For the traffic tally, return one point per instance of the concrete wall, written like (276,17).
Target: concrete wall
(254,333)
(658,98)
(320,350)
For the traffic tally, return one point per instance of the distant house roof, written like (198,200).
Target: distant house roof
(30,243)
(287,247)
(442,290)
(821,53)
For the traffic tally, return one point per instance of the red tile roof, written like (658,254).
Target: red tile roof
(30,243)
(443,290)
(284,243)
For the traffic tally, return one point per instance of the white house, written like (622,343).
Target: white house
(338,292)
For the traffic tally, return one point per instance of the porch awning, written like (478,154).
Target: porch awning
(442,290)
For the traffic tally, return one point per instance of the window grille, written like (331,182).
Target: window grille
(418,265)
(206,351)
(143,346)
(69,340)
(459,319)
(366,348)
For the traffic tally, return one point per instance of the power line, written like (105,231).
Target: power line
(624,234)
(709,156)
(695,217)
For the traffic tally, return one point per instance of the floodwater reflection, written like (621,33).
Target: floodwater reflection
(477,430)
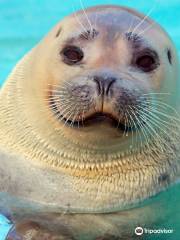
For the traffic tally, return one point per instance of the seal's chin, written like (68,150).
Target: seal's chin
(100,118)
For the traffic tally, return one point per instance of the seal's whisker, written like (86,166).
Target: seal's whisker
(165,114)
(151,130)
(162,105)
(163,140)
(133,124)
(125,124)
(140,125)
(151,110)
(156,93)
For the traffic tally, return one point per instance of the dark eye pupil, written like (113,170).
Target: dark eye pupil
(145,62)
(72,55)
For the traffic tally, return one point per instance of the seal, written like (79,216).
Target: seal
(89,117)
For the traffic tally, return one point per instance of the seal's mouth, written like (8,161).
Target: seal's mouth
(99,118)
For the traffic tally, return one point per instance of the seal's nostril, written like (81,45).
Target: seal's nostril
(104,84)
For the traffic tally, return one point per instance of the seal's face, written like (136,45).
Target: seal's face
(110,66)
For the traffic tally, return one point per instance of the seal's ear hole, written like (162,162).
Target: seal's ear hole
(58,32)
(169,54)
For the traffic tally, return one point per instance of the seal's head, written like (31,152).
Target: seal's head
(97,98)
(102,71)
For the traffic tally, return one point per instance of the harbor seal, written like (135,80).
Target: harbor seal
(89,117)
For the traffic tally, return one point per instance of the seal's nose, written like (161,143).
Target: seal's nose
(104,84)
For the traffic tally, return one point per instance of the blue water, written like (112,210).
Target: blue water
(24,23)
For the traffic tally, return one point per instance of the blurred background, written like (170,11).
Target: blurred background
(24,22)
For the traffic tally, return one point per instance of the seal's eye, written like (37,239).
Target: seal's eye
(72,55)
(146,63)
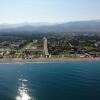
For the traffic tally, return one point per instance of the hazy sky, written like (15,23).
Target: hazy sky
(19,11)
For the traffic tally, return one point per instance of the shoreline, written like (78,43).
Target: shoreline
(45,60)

--

* [Objective]:
Put every line of the records above into a numbered list, skipping blank lines and leaving out the pictures.

* [Task answer]:
1. For the traffic tally, return one point per instance of the concrete wall, written like (276,17).
2. Target: concrete wall
3. (254,333)
4. (658,98)
5. (320,350)
6. For the traffic tally, return one point per instance of the distant house roof, written like (198,200).
7. Target: distant house roof
8. (30,243)
9. (287,247)
10. (442,290)
11. (821,53)
12. For the traffic tally, return one point per instance of the red tile roof, written like (658,254).
13. Target: red tile roof
14. (30,243)
15. (443,290)
16. (284,243)
17. For the traffic tally, return one point per instance of the white house, written like (622,343).
18. Target: white house
19. (338,292)
20. For the traffic tally, return one point per instance of the porch awning, written like (478,154).
21. Target: porch awning
22. (442,290)
23. For the traffic tally, return one point per instance of the window grille, written like (331,182).
24. Target: window grille
25. (418,265)
26. (206,351)
27. (143,346)
28. (69,340)
29. (459,319)
30. (366,348)
31. For the traffic tally, return one point per instance of the power line, written like (105,231).
32. Target: power line
33. (624,234)
34. (709,156)
35. (695,217)
36. For the traffic tally, return one point per instance of the floodwater reflection, written like (621,33).
37. Target: floodwater reflection
38. (477,430)
39. For the traffic tally, return one point per instance of the seal's chin, written like (68,150).
40. Target: seal's chin
41. (100,118)
42. For the traffic tally, return one point per instance of the seal's whisker, written like (86,166).
43. Target: seal's whisker
44. (165,114)
45. (151,130)
46. (162,105)
47. (163,140)
48. (133,124)
49. (125,124)
50. (140,125)
51. (151,110)
52. (156,93)
53. For the traffic tally, return one point per instance of the dark eye pupil, written like (113,170).
54. Target: dark eye pupil
55. (145,62)
56. (72,55)
57. For the traffic tally, return one point per instance of the seal, written like (79,216).
58. Target: seal
59. (89,117)
60. For the traffic tally, return one point per instance of the seal's mouth, written like (8,161).
61. Target: seal's mouth
62. (99,118)
63. For the traffic tally, return one point per instance of the seal's nostril, written like (81,45).
64. Target: seal's nostril
65. (104,84)
66. For the traffic tally, return one point per instance of the seal's face, written like (136,45).
67. Target: seal's face
68. (110,66)
69. For the traffic tally, return one point per instance of the seal's ear hole, written like (162,162).
70. Target: seal's ear hole
71. (58,32)
72. (169,54)
73. For the traffic tally, return one point per instance of the seal's head, written like (31,152).
74. Target: seal's head
75. (97,98)
76. (102,71)
77. For the traffic tally, return one point per instance of the harbor seal, written like (135,80).
78. Target: harbor seal
79. (89,117)
80. For the traffic tally, return one point per instance of the seal's nose, written like (161,143).
81. Target: seal's nose
82. (104,84)
83. For the traffic tally, return one point per instance of the blue water, written like (112,210).
84. Target: blue water
85. (24,23)
86. For the traffic tally, return one point per instance of the blurred background, written like (170,11).
87. Target: blurred background
88. (24,22)
89. For the traffic tally, return one point per instance of the seal's eye, written like (37,239).
90. Target: seal's eye
91. (72,55)
92. (146,63)
93. For the traffic tally, return one point per instance of the hazy sky, written like (15,23).
94. Target: hazy sky
95. (19,11)
96. For the traffic tally, return one point per instance of the shoreline, written like (78,43).
97. Target: shoreline
98. (45,60)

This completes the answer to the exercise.